__Written request__. Pull out every line in the data below that contains the string "return", treating uppercase and lowercase as different.

__Records shown__.

= = = = = = =

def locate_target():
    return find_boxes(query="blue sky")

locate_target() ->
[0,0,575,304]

= = = = = = =

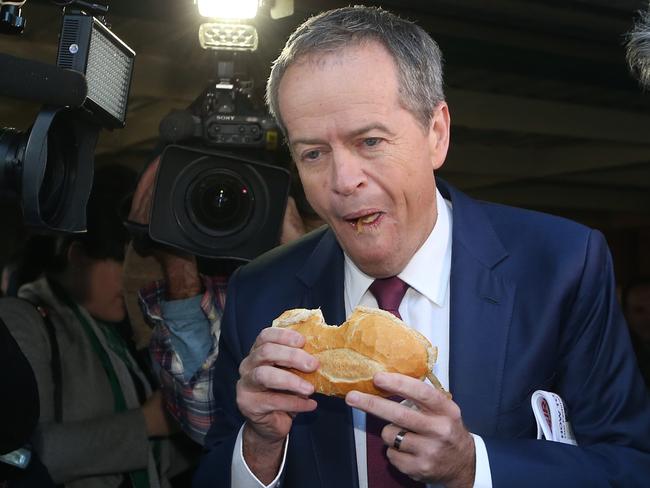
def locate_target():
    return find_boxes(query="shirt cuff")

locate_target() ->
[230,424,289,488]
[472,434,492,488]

= = = = = = =

__Expected answer__.
    return find_boxes(query="blue sky")
    return find_boxes(query="shirt cuff")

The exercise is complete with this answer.